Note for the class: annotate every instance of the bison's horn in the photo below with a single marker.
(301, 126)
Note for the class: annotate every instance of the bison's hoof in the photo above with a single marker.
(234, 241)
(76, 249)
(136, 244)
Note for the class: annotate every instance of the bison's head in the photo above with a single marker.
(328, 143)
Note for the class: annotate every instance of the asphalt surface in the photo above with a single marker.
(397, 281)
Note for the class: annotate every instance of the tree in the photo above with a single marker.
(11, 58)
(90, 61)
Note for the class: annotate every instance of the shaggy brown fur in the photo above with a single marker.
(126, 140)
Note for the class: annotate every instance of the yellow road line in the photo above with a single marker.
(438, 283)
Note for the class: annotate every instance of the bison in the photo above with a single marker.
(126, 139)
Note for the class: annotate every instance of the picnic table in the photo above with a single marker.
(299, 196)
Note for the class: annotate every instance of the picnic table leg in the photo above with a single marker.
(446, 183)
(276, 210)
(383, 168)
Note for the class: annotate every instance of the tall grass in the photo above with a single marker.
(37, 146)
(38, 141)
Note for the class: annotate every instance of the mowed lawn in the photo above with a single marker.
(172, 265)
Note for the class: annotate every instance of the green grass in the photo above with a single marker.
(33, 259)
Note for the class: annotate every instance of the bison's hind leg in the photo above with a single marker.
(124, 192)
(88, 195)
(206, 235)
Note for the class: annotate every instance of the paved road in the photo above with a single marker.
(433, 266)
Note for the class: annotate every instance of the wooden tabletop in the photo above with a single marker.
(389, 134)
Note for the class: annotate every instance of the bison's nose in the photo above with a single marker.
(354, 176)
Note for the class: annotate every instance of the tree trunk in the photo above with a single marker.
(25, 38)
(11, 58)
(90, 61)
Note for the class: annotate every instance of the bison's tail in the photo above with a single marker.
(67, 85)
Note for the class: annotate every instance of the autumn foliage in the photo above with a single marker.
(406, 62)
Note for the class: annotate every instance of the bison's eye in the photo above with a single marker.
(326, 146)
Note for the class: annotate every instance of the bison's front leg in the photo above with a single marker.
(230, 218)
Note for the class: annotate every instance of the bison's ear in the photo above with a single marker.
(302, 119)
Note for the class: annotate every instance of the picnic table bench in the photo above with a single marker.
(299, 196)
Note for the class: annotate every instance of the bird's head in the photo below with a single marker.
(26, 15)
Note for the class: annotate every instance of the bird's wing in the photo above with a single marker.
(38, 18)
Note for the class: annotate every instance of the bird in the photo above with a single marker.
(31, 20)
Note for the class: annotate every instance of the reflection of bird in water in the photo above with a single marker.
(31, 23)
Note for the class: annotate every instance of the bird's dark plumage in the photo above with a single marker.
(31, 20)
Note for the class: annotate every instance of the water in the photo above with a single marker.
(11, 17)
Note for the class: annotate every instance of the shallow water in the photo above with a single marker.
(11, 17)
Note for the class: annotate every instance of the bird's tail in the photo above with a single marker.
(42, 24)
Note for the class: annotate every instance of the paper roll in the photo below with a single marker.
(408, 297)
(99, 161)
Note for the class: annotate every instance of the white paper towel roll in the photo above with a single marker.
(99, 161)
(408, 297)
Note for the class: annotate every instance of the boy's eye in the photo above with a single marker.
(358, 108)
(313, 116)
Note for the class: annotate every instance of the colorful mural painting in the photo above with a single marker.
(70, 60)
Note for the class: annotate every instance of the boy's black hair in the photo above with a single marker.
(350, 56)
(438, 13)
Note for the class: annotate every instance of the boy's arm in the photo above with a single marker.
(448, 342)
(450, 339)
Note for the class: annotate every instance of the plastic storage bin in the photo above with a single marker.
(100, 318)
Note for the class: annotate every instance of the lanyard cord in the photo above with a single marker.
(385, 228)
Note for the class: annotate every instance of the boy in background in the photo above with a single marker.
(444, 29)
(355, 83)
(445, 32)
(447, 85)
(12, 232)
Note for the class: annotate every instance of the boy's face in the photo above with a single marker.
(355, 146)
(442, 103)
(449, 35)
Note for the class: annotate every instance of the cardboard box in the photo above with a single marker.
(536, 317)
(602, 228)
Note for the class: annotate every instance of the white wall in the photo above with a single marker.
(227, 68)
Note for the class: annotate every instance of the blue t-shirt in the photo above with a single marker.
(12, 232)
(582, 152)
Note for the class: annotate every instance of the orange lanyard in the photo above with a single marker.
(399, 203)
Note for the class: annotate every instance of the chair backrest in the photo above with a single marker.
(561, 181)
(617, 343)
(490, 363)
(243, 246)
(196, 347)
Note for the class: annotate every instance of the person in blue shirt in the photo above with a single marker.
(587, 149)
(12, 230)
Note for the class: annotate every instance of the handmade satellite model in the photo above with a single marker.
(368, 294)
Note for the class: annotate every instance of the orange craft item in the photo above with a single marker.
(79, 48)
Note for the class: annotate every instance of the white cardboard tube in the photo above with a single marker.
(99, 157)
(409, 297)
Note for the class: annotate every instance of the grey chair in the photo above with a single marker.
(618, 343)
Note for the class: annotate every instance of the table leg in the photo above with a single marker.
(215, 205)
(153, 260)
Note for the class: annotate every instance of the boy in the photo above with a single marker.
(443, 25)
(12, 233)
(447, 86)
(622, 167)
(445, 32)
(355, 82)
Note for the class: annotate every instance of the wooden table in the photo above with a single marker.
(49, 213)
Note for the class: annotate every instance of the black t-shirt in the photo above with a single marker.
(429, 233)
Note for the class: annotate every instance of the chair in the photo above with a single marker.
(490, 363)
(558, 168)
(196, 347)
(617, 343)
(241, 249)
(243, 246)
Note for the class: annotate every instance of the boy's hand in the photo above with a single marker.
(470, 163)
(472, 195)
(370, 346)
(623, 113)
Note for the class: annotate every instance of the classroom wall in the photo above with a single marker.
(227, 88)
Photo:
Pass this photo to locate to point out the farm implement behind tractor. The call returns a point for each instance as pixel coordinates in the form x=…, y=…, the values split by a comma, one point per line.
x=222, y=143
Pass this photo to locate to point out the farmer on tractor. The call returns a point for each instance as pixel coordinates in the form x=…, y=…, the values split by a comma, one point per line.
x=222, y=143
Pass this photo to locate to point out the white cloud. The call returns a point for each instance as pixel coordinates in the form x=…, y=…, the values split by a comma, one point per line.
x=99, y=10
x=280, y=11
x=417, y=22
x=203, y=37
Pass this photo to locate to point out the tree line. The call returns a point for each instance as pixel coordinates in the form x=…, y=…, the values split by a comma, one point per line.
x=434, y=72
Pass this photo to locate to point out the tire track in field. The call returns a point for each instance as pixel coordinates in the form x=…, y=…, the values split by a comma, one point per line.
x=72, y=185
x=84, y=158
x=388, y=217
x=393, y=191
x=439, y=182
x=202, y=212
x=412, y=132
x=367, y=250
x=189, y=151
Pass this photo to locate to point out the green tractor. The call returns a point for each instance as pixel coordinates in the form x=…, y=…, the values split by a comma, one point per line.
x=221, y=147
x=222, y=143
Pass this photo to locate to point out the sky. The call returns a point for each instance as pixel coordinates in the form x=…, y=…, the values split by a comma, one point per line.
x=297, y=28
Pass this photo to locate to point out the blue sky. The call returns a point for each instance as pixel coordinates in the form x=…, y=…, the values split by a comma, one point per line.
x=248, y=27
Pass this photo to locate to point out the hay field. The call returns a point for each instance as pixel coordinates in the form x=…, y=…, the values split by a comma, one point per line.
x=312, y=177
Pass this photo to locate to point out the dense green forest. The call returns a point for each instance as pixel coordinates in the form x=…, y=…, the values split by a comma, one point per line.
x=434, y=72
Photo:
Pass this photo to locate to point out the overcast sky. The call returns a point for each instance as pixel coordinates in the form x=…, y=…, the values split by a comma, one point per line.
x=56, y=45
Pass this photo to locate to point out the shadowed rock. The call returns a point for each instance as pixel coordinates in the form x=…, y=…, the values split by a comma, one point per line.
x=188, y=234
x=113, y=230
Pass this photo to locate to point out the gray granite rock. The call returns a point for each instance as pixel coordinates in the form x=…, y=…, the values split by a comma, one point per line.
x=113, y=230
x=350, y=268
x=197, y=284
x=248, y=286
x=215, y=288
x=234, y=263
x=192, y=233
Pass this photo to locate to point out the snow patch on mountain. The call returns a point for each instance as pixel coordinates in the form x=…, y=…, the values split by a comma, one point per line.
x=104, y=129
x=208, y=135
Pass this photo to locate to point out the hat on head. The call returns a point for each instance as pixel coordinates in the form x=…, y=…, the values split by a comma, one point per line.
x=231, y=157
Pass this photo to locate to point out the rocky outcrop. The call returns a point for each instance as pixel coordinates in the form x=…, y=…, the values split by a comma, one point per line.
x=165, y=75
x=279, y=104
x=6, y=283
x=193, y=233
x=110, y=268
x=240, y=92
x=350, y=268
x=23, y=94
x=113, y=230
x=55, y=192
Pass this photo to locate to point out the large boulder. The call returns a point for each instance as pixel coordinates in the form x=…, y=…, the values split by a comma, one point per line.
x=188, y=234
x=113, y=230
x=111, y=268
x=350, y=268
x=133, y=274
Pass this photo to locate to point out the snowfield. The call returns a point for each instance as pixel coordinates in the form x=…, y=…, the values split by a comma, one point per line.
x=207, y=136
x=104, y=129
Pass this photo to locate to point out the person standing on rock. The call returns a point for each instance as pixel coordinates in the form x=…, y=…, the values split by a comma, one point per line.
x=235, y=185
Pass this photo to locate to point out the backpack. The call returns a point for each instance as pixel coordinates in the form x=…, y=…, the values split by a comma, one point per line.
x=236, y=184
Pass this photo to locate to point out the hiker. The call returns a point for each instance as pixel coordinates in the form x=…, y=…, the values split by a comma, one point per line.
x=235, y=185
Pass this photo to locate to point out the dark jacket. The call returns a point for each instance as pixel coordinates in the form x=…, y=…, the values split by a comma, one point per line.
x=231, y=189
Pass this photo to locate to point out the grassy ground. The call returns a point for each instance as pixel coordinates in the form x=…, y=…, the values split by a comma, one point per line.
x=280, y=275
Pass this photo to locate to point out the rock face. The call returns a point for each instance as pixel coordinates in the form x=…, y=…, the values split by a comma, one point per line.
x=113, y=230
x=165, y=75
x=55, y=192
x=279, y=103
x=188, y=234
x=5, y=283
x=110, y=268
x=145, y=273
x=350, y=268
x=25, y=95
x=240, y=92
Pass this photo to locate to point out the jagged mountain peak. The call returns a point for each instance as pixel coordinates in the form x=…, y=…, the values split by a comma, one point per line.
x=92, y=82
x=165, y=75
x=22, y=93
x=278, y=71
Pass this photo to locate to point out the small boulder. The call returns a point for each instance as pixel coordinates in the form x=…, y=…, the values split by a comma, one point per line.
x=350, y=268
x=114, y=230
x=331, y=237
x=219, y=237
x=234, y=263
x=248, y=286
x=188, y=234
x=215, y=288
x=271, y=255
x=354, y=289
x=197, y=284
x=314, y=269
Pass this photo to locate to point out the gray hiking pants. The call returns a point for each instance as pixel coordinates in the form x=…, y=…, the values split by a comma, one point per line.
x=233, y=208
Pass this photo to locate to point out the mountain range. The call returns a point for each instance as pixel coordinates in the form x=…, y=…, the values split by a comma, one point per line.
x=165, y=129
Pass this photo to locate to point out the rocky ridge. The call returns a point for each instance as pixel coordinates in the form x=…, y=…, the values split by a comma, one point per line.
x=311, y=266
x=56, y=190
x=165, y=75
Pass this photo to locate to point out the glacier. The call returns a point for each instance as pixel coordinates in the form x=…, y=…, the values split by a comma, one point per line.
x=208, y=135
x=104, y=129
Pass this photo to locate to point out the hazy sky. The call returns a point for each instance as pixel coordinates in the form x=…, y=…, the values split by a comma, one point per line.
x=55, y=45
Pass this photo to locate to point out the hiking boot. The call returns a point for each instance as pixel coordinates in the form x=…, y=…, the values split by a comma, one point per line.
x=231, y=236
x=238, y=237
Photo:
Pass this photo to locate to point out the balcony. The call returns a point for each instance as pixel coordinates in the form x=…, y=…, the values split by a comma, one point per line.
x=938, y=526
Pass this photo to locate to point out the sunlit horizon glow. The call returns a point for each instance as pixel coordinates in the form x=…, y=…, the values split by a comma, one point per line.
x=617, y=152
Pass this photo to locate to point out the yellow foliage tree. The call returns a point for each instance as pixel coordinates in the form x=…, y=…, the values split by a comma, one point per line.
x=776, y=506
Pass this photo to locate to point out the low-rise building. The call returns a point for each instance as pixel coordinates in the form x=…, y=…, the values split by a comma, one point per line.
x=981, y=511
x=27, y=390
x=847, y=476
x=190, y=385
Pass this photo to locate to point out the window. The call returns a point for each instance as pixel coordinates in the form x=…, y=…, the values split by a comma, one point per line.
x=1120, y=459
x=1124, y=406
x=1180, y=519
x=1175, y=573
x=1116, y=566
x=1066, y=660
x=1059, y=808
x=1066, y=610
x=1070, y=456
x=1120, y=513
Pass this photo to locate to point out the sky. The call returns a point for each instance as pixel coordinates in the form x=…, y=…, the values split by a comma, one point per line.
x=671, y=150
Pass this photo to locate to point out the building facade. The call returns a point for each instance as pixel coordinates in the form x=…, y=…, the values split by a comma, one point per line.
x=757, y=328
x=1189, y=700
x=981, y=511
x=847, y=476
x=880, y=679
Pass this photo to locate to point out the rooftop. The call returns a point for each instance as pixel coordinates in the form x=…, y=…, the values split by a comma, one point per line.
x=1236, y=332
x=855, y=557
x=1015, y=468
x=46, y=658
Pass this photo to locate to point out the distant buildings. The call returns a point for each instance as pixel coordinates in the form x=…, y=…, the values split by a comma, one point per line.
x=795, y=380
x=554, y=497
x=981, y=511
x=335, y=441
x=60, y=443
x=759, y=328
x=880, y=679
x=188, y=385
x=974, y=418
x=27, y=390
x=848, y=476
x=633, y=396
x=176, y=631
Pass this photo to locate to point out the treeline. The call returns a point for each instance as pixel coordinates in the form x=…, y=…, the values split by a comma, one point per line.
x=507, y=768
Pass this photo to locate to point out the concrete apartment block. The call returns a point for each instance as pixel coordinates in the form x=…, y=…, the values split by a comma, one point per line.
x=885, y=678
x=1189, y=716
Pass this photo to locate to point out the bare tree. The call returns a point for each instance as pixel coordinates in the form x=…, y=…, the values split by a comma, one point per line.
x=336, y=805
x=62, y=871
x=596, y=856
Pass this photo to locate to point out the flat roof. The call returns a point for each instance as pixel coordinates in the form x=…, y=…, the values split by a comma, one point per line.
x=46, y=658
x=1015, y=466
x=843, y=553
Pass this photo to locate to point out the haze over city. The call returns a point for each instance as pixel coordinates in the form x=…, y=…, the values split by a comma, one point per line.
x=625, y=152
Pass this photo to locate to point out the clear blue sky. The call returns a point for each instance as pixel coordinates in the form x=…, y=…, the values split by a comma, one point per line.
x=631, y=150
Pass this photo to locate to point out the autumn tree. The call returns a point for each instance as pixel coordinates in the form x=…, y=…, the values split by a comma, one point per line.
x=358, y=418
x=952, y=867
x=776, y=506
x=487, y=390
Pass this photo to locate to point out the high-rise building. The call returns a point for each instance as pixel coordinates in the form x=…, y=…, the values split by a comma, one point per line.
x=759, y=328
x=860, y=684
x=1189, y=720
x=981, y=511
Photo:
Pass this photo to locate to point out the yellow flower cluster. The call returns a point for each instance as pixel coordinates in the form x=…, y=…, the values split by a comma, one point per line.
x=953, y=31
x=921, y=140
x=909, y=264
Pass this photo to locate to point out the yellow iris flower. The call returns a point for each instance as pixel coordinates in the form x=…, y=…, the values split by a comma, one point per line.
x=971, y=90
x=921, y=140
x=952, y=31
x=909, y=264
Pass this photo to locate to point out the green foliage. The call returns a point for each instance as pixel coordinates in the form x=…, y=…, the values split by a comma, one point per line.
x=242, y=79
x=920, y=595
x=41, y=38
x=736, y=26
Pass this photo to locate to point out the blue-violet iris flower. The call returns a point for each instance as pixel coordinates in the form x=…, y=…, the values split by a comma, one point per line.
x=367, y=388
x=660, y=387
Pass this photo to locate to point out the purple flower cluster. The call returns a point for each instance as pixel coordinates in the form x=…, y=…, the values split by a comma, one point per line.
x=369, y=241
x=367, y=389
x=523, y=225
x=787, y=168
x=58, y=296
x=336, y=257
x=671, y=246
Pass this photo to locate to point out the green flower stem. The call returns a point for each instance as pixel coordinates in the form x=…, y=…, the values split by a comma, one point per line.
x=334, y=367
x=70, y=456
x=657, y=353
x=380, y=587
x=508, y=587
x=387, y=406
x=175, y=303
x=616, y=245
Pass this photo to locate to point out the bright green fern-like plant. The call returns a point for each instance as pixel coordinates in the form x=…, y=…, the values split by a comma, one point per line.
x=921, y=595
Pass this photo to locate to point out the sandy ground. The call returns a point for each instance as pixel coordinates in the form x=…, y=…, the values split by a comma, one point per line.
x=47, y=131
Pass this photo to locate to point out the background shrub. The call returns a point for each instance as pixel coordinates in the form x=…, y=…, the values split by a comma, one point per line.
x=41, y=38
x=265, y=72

☆ ☆ ☆ ☆ ☆

- **What you have to do**
Return exactly the lines from the one containing "Pass this photo to locate to point out the purple" to the last line of the data, and nothing more.

- **Answer below**
Pass this photo to locate to point out the purple flower cluster. The call returns a point for each instance as pixel coordinates in the form x=…, y=…, the values split by a comma, one point per line.
x=369, y=241
x=367, y=389
x=523, y=225
x=787, y=168
x=58, y=296
x=336, y=257
x=671, y=246
Pass this photo to locate to point out the green flower stem. The call returns a point for each instance as pixel coordinates in the form x=…, y=…, the values split by a comma, one point per line.
x=334, y=367
x=70, y=456
x=657, y=353
x=380, y=587
x=508, y=587
x=387, y=406
x=175, y=303
x=616, y=245
Pass this photo to locate to point out the bright green fern-like plant. The call returns a point for each instance as pixel coordinates in the form x=…, y=…, the values split by a comma, one point per line.
x=921, y=595
Pass this photo to locate to point out the sandy ground. The call returns a point for each instance as pixel coordinates in the form x=…, y=…, the values split by a comma, one point per line.
x=47, y=131
Pass this photo to locate to point out the background shrub. The call returns a point for each instance as pixel coordinates in the form x=…, y=…, the values split by a comma, one point per line.
x=41, y=38
x=265, y=72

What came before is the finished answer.